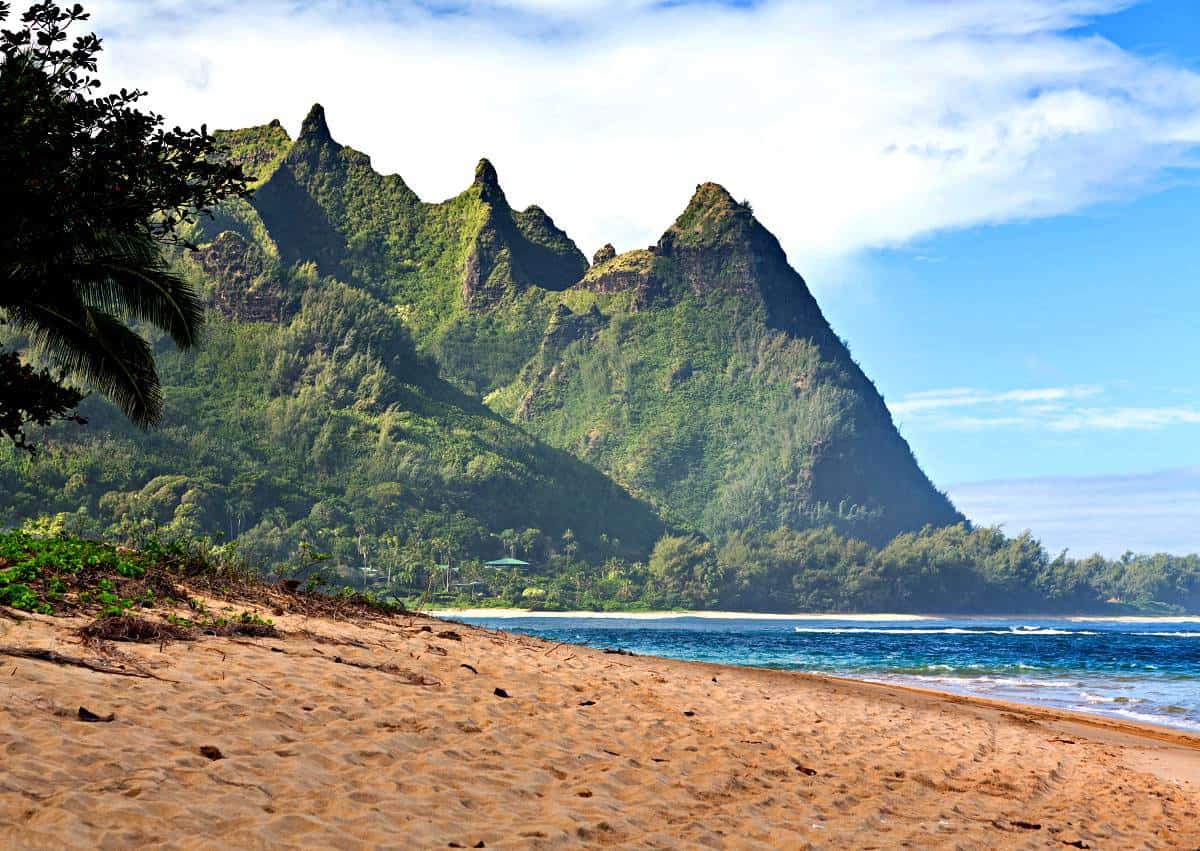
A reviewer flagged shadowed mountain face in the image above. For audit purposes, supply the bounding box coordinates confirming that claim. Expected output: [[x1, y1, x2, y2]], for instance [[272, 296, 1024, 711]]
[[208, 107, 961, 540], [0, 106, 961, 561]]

——

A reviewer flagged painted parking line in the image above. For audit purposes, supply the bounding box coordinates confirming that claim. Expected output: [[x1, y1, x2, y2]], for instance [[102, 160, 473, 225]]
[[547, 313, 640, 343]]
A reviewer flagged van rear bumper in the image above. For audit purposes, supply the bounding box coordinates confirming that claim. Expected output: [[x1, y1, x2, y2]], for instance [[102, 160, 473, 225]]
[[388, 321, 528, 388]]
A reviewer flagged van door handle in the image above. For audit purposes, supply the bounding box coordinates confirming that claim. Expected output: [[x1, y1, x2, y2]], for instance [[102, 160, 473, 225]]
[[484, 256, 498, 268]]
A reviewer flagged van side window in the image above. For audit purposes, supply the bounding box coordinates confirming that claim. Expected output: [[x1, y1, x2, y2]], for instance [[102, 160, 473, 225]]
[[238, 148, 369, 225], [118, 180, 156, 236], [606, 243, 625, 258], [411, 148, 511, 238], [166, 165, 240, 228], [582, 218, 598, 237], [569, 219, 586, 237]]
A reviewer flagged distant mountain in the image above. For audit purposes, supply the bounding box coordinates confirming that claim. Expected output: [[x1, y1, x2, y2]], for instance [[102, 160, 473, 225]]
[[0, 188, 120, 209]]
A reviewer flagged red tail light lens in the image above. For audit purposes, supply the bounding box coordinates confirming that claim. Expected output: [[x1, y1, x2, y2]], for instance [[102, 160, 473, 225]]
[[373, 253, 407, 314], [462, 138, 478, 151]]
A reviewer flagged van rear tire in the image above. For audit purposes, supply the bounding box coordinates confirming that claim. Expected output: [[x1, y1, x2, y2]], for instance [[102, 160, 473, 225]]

——

TASK PROMPT:
Reproduce the items verbatim, beginning at the line containing "A reviewer flagged shadowed" and ending after the line containing "[[208, 107, 961, 540], [0, 106, 961, 561]]".

EXERCISE RESULT:
A reviewer flagged shadowed mountain face in the image above. For audit purposes, supply the bounding box coordinates confirming that claim. Expected output: [[x1, y1, x2, y2]], for instance [[272, 296, 1024, 711]]
[[208, 107, 961, 540], [0, 106, 961, 561]]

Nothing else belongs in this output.